## [EXTRACTED ENTRIES]
-*-
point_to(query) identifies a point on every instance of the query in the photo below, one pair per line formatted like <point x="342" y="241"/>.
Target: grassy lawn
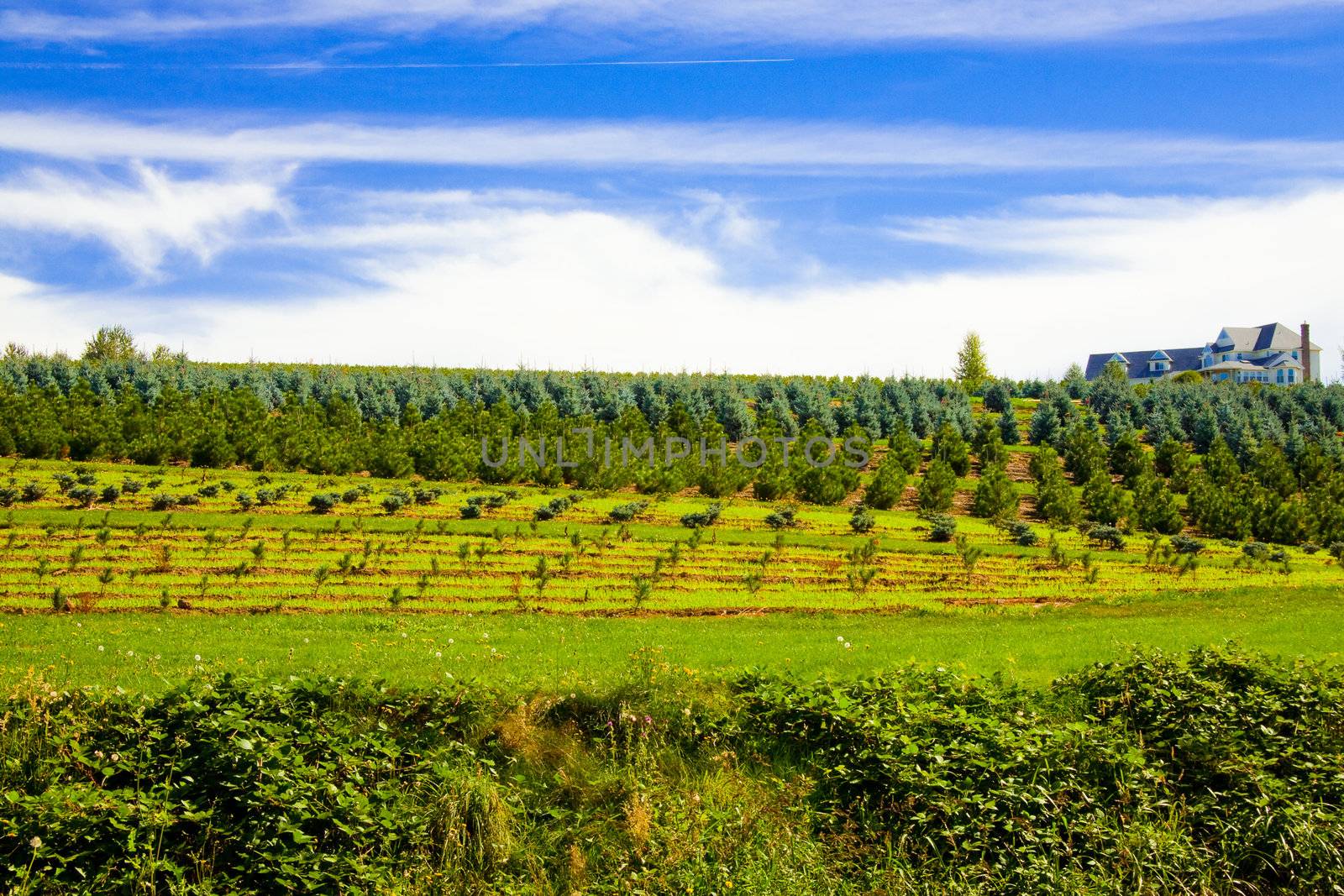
<point x="151" y="651"/>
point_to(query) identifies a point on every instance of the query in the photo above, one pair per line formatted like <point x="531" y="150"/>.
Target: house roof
<point x="1230" y="338"/>
<point x="1257" y="338"/>
<point x="1182" y="359"/>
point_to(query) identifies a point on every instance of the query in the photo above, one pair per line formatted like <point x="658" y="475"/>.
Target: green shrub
<point x="324" y="501"/>
<point x="627" y="512"/>
<point x="702" y="519"/>
<point x="82" y="495"/>
<point x="1106" y="537"/>
<point x="941" y="527"/>
<point x="1023" y="535"/>
<point x="862" y="521"/>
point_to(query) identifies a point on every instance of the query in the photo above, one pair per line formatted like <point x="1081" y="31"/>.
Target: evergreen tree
<point x="1156" y="508"/>
<point x="1085" y="453"/>
<point x="1128" y="458"/>
<point x="1045" y="427"/>
<point x="1008" y="427"/>
<point x="905" y="449"/>
<point x="887" y="485"/>
<point x="996" y="497"/>
<point x="1106" y="503"/>
<point x="972" y="369"/>
<point x="998" y="396"/>
<point x="988" y="445"/>
<point x="951" y="448"/>
<point x="937" y="488"/>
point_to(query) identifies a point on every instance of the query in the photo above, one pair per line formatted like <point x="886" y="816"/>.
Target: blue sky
<point x="786" y="187"/>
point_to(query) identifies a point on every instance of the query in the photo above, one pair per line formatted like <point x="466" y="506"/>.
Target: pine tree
<point x="1128" y="458"/>
<point x="988" y="445"/>
<point x="937" y="488"/>
<point x="1085" y="453"/>
<point x="1008" y="427"/>
<point x="1155" y="506"/>
<point x="951" y="448"/>
<point x="972" y="369"/>
<point x="1106" y="503"/>
<point x="905" y="449"/>
<point x="996" y="497"/>
<point x="887" y="485"/>
<point x="1045" y="426"/>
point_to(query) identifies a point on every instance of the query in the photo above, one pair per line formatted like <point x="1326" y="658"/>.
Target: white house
<point x="1272" y="354"/>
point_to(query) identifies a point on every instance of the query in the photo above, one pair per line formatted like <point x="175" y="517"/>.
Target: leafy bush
<point x="1186" y="544"/>
<point x="1106" y="537"/>
<point x="1023" y="535"/>
<point x="862" y="521"/>
<point x="82" y="495"/>
<point x="553" y="508"/>
<point x="324" y="501"/>
<point x="1034" y="790"/>
<point x="702" y="519"/>
<point x="627" y="512"/>
<point x="941" y="527"/>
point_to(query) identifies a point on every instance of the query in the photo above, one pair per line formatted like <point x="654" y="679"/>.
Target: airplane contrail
<point x="355" y="66"/>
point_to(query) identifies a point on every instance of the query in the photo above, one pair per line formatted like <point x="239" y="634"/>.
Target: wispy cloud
<point x="741" y="23"/>
<point x="739" y="145"/>
<point x="506" y="281"/>
<point x="141" y="221"/>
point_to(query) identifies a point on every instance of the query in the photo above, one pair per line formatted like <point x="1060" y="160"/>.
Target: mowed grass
<point x="555" y="653"/>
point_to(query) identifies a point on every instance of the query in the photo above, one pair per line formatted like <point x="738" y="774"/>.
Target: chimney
<point x="1307" y="352"/>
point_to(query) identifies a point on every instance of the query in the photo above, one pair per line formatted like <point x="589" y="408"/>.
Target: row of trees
<point x="738" y="403"/>
<point x="1287" y="496"/>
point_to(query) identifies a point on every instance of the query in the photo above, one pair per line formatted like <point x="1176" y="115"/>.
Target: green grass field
<point x="423" y="595"/>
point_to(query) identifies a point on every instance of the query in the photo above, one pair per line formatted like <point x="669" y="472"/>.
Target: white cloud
<point x="141" y="221"/>
<point x="743" y="22"/>
<point x="566" y="286"/>
<point x="743" y="145"/>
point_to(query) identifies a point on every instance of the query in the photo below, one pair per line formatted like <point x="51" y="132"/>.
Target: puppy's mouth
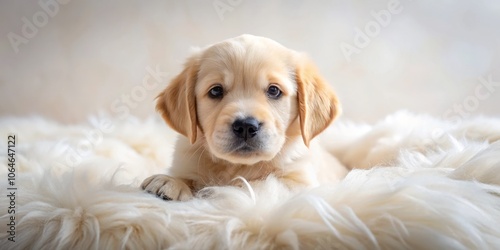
<point x="245" y="147"/>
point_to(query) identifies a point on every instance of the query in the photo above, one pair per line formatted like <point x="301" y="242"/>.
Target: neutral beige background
<point x="97" y="56"/>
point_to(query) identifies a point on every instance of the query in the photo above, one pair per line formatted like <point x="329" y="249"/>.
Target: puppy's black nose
<point x="246" y="128"/>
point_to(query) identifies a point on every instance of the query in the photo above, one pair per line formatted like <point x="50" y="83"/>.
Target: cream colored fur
<point x="244" y="69"/>
<point x="437" y="187"/>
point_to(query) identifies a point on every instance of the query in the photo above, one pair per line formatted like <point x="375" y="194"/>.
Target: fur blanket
<point x="435" y="185"/>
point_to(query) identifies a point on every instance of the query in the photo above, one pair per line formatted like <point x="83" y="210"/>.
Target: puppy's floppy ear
<point x="177" y="103"/>
<point x="318" y="104"/>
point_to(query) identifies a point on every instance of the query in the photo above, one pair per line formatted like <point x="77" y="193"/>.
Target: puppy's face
<point x="246" y="99"/>
<point x="247" y="95"/>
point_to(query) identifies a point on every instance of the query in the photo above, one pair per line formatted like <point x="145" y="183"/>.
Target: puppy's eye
<point x="216" y="92"/>
<point x="274" y="92"/>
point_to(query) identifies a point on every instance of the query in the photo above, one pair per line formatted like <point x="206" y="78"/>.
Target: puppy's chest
<point x="220" y="175"/>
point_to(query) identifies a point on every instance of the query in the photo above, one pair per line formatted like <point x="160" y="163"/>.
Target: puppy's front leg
<point x="167" y="187"/>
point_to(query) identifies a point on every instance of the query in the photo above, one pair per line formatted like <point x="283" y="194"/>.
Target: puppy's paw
<point x="167" y="188"/>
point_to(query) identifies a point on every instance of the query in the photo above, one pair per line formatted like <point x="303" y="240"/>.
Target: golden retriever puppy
<point x="247" y="107"/>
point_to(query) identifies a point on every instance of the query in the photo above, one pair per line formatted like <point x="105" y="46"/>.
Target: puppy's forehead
<point x="245" y="56"/>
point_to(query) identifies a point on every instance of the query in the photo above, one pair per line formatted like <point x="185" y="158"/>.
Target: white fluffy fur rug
<point x="436" y="186"/>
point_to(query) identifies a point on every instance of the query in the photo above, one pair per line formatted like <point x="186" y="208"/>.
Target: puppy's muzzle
<point x="246" y="128"/>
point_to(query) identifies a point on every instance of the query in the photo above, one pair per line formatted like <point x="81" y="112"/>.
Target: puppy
<point x="247" y="107"/>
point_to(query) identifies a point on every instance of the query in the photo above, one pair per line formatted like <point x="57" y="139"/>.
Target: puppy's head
<point x="247" y="96"/>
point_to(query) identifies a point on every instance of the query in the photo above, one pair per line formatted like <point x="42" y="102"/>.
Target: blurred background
<point x="66" y="60"/>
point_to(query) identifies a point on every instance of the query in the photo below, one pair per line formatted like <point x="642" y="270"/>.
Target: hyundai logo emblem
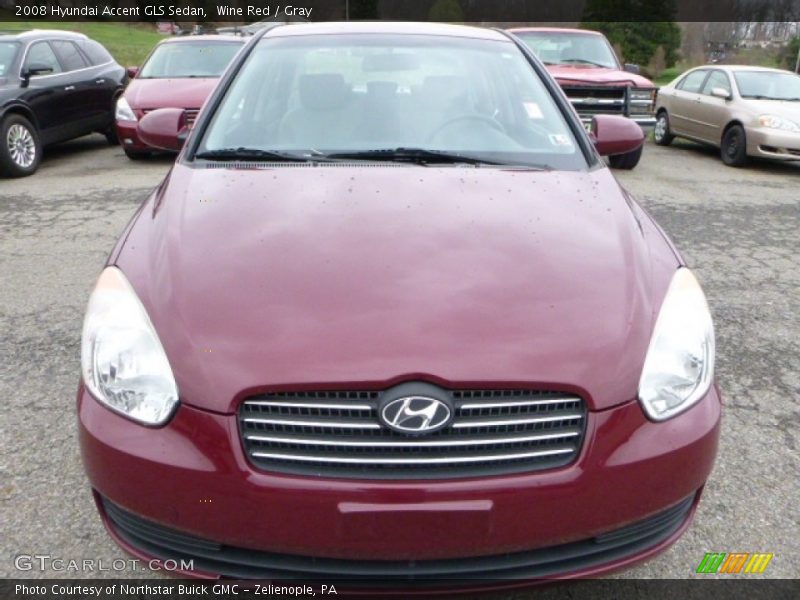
<point x="415" y="414"/>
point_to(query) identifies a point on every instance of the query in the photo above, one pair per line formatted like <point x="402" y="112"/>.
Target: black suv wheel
<point x="20" y="149"/>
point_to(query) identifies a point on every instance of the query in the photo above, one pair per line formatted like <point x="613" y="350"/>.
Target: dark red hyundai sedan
<point x="391" y="319"/>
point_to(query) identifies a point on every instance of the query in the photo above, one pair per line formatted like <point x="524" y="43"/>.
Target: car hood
<point x="781" y="108"/>
<point x="338" y="277"/>
<point x="568" y="74"/>
<point x="147" y="94"/>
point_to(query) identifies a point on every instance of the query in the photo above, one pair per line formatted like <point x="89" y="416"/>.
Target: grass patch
<point x="668" y="75"/>
<point x="129" y="43"/>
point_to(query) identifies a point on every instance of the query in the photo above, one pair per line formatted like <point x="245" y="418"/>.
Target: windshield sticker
<point x="533" y="110"/>
<point x="560" y="140"/>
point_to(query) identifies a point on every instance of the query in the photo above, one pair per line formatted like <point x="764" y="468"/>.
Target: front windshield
<point x="189" y="59"/>
<point x="570" y="48"/>
<point x="318" y="96"/>
<point x="770" y="85"/>
<point x="8" y="51"/>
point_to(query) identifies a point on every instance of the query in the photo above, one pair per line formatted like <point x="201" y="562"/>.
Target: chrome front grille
<point x="597" y="100"/>
<point x="338" y="434"/>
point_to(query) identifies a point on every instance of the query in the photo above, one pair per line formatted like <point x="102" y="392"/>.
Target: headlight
<point x="123" y="363"/>
<point x="642" y="100"/>
<point x="124" y="111"/>
<point x="776" y="122"/>
<point x="645" y="94"/>
<point x="679" y="365"/>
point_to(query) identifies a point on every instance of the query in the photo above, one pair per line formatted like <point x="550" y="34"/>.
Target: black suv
<point x="54" y="86"/>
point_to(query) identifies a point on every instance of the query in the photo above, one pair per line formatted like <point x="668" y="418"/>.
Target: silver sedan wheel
<point x="21" y="145"/>
<point x="661" y="128"/>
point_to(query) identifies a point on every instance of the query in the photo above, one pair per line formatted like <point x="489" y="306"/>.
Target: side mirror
<point x="164" y="128"/>
<point x="612" y="135"/>
<point x="721" y="93"/>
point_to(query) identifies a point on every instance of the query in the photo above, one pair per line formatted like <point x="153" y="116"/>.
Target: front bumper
<point x="129" y="136"/>
<point x="773" y="143"/>
<point x="646" y="122"/>
<point x="192" y="477"/>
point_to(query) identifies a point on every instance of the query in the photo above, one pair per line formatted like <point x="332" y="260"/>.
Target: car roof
<point x="733" y="68"/>
<point x="388" y="28"/>
<point x="38" y="34"/>
<point x="203" y="38"/>
<point x="552" y="30"/>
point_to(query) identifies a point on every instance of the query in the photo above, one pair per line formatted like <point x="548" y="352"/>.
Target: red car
<point x="390" y="319"/>
<point x="585" y="65"/>
<point x="178" y="73"/>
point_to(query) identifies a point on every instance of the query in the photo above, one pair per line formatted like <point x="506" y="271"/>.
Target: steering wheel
<point x="482" y="118"/>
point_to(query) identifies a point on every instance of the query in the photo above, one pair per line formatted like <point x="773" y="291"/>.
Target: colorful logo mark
<point x="735" y="562"/>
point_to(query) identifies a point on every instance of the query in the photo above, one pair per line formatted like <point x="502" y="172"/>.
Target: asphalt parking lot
<point x="737" y="227"/>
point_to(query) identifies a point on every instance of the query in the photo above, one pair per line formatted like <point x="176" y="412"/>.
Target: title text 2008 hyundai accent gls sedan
<point x="390" y="318"/>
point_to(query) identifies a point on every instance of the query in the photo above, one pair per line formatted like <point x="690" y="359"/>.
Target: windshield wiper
<point x="583" y="61"/>
<point x="760" y="97"/>
<point x="414" y="155"/>
<point x="256" y="154"/>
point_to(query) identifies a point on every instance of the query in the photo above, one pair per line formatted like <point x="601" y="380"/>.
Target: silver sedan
<point x="745" y="111"/>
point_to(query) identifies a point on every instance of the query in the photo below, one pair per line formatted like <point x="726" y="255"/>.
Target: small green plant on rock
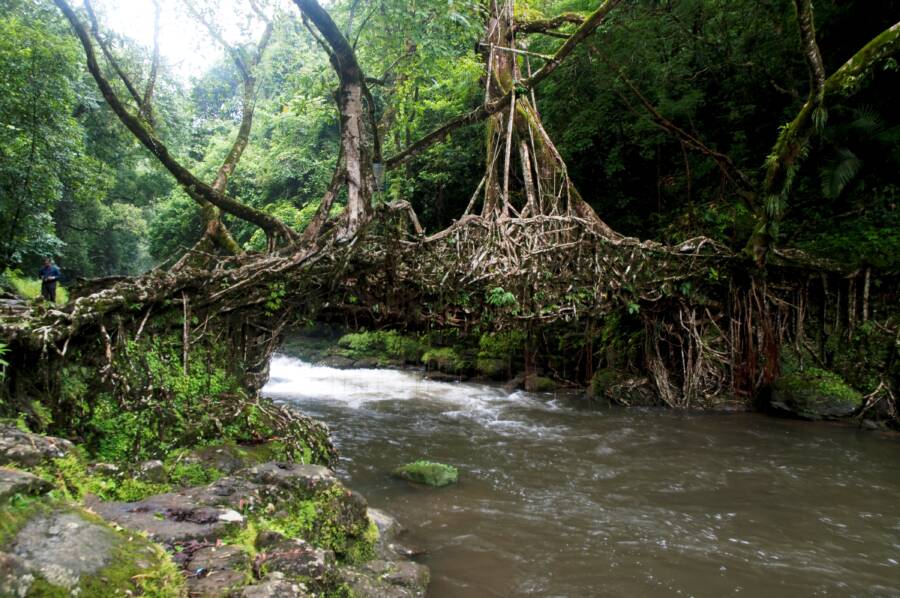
-*-
From the entries above, copy every line that contains the word "cloud".

Target: wispy cloud
Target: white cloud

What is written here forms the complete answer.